# SELECTED EXCERPT:

American computer scientist

Clyde P. Kruskal (born May 25, 1954) is an American computer scientist, working on parallel computing architectures, models, and algorithms. As part of the ultracomputer project, he was one of the inventors of the read–modify–write concept in parallel and distributed computing. He is an associate professor of computer science at the University of Maryland, College Park.

==Early life, education, and career==
Kruskal is the son of mathematician Martin Kruskal.
He graduated from Brandeis University in 1976, and went to the Courant Institute of Mathematical Sciences at New York University for graduate study, earning a master's degree in 1978 and completing his Ph.D. in 1981. His dissertation, Upper and Lower Bounds on the Performance of Parallel Algorithms, was supervised by Jack Schwartz.

He became an assistant professor of computer science at the University of Illinois at Urbana–Champaign before moving to Maryland.

==Selected publications==
With William Gasarch, Kruskal is the author of the book Problems With A Point: Exploring Math And Computer Science (World Scientific, 2019).

# SUPPLIED INFORMATION:
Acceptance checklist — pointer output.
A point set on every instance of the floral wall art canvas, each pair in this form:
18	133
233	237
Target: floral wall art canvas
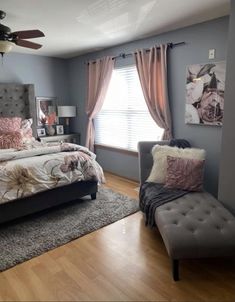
205	93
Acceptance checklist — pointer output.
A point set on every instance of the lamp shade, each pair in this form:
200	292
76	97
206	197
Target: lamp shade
66	111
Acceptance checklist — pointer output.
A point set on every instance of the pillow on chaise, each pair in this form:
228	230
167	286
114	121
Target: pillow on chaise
184	174
160	153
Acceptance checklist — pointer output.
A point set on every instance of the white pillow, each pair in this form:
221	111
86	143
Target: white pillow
160	153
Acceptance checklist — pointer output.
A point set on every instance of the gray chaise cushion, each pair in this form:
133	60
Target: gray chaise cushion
196	226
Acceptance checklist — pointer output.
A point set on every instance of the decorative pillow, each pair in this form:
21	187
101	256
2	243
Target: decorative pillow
11	140
185	174
10	124
160	153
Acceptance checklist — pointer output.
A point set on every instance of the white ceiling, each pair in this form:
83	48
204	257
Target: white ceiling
74	27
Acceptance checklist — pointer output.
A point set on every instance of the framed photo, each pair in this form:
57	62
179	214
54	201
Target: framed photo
205	85
41	132
59	129
46	110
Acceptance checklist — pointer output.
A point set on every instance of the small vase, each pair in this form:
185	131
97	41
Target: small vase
50	130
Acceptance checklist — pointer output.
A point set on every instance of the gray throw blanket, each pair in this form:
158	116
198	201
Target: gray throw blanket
153	195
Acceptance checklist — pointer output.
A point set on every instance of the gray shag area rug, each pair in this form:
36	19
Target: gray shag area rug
36	234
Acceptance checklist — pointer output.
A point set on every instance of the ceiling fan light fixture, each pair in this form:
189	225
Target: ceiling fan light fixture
5	46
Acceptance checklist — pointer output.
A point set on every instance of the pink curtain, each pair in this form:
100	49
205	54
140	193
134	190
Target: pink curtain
99	76
152	70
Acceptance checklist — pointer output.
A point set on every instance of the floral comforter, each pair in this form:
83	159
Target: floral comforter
29	171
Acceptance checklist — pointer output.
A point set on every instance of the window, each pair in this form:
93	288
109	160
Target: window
124	119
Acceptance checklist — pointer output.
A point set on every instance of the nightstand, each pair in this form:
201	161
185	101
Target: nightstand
63	138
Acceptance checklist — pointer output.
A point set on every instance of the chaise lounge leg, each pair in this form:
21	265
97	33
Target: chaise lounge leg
175	269
93	196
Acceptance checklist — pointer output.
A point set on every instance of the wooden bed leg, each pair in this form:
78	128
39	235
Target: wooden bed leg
175	269
93	196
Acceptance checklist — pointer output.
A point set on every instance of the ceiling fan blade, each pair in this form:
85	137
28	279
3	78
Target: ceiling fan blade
27	44
28	34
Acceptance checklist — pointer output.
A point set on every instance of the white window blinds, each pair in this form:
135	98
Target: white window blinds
124	119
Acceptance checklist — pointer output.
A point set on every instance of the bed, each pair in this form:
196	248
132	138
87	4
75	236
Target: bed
18	100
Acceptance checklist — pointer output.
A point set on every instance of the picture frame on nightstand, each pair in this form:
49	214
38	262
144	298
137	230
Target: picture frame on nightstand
59	129
41	132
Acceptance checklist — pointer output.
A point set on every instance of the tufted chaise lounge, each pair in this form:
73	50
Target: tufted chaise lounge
193	226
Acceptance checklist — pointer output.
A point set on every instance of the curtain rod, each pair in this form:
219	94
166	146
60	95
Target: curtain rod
125	55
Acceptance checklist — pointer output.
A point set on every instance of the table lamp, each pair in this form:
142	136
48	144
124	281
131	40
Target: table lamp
66	112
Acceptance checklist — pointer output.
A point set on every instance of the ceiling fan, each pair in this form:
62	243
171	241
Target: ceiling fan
8	38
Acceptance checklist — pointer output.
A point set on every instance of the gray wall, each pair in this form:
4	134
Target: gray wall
227	167
49	75
199	38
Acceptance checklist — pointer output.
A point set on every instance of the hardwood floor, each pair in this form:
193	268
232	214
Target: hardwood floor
124	261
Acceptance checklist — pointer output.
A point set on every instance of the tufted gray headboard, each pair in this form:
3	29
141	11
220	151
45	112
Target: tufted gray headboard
146	158
18	100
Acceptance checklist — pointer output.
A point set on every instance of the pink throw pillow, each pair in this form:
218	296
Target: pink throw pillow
10	140
10	124
185	174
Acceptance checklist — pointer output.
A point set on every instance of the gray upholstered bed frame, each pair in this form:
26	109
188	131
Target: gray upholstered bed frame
19	100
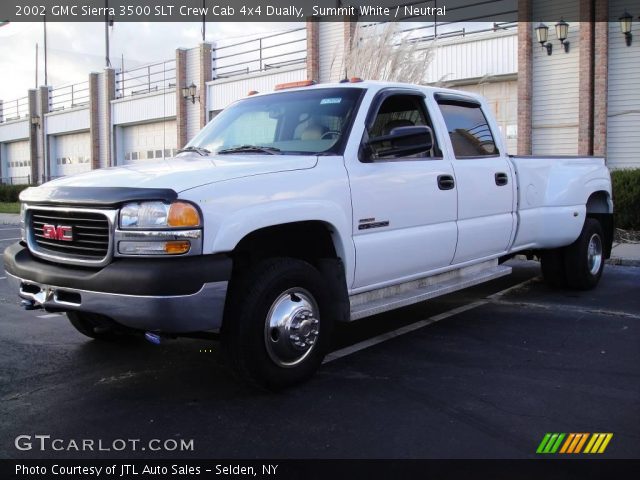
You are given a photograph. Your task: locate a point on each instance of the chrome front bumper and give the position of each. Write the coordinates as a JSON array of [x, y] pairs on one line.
[[201, 311]]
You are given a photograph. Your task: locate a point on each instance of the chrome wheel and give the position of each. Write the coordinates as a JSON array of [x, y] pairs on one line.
[[594, 254], [292, 326]]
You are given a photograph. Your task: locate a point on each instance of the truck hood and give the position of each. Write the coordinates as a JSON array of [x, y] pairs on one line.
[[187, 171]]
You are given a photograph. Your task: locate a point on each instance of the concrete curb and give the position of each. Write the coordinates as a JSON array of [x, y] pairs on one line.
[[624, 262]]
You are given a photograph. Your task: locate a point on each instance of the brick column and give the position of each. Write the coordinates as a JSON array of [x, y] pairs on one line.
[[94, 120], [585, 71], [600, 83], [525, 77], [181, 107], [206, 74], [106, 140], [313, 49]]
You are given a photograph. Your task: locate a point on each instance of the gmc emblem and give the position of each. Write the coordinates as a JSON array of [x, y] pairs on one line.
[[61, 232]]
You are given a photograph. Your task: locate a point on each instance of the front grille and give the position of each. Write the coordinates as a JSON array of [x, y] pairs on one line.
[[89, 234]]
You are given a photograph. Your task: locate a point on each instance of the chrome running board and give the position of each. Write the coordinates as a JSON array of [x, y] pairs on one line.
[[397, 296]]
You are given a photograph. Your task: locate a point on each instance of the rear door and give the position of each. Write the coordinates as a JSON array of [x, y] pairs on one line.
[[404, 207], [484, 180]]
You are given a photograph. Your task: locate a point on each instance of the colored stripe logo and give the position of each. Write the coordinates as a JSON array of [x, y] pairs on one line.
[[573, 443]]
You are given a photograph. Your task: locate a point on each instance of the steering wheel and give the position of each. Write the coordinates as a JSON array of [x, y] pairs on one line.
[[330, 135]]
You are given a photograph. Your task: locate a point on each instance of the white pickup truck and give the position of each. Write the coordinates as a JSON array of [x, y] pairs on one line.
[[296, 209]]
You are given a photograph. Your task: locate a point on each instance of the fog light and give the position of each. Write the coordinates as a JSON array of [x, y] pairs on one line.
[[177, 247], [173, 247]]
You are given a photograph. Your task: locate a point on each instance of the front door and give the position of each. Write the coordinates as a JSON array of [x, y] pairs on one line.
[[404, 207], [484, 181]]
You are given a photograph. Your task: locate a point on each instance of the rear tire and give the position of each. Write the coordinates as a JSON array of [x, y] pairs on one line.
[[277, 325], [584, 258], [553, 269], [95, 326]]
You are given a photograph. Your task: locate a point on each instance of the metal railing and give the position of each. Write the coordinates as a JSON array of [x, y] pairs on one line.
[[155, 77], [14, 109], [442, 30], [265, 53], [24, 180], [70, 96]]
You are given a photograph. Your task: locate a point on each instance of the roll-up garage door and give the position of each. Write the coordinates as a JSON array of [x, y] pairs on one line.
[[149, 141], [72, 154], [18, 164]]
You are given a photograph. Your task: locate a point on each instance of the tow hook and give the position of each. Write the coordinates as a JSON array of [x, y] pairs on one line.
[[152, 337], [30, 305]]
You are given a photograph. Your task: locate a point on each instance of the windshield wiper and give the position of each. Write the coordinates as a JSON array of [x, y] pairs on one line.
[[250, 148], [202, 151]]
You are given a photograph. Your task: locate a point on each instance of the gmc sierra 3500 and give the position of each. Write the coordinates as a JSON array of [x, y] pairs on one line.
[[296, 209]]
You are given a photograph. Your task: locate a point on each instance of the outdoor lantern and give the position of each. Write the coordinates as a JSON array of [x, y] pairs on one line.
[[562, 32], [542, 33], [625, 27], [190, 91]]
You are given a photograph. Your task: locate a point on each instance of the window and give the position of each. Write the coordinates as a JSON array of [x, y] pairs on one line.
[[469, 131], [401, 110]]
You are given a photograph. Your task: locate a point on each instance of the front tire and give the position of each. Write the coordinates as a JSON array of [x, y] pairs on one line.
[[277, 327], [584, 258]]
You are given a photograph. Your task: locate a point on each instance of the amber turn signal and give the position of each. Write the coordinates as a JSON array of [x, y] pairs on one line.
[[183, 214]]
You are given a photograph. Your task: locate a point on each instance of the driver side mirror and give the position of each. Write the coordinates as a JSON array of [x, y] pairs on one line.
[[400, 142]]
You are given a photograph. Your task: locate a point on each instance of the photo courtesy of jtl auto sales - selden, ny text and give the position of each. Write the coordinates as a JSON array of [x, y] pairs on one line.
[[320, 239]]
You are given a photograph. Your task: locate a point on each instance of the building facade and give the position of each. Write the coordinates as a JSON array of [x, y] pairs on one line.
[[582, 101]]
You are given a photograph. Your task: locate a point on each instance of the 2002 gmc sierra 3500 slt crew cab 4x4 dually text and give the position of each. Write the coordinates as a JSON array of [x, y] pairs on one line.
[[296, 209]]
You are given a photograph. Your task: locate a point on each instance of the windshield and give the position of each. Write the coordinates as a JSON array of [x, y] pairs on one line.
[[310, 121]]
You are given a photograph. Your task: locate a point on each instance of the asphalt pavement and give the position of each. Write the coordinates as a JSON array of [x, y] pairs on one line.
[[488, 373]]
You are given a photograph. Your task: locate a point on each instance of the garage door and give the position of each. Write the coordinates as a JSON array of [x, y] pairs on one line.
[[149, 141], [18, 164], [72, 153]]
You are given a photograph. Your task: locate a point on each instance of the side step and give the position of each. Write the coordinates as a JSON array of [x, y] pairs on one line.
[[397, 296]]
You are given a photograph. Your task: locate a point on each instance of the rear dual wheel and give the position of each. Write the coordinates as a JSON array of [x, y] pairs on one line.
[[579, 265]]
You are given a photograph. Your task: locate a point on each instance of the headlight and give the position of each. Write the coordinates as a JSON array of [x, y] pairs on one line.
[[159, 215]]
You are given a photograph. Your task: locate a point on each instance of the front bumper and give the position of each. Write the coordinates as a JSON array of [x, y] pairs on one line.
[[174, 295]]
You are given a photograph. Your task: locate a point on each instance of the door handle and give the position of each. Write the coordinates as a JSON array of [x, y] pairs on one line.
[[501, 179], [446, 182]]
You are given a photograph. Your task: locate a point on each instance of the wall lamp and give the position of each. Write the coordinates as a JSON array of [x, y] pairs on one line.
[[562, 32], [190, 91], [625, 27]]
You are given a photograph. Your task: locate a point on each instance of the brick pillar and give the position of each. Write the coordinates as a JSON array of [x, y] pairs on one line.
[[206, 74], [600, 83], [525, 77], [94, 119], [109, 94], [313, 49], [181, 107], [585, 88]]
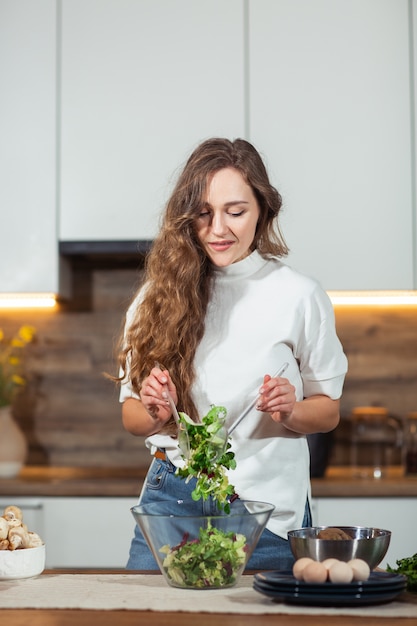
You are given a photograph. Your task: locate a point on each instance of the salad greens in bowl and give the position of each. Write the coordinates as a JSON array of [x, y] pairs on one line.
[[202, 551]]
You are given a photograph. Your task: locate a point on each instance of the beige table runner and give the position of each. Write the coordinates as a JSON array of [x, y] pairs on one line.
[[148, 592]]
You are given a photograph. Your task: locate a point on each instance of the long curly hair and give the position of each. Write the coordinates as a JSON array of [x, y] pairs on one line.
[[169, 323]]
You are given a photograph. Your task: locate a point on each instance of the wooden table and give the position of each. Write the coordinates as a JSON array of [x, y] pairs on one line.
[[81, 617]]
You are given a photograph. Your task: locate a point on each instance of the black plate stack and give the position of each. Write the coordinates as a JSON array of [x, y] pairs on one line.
[[281, 586]]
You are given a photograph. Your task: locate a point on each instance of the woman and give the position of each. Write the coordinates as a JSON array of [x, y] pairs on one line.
[[222, 313]]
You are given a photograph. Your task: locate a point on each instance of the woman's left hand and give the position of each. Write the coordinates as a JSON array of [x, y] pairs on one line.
[[276, 397]]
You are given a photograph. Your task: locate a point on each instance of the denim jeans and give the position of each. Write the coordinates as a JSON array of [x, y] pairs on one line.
[[161, 484]]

# WORK ITEM:
Name every university mentioned in the biography of Clyde P. Kruskal.

# RESULT FOR THIS EXERCISE:
- University of Maryland, College Park
- Brandeis University
- New York University
- University of Illinois at Urbana–Champaign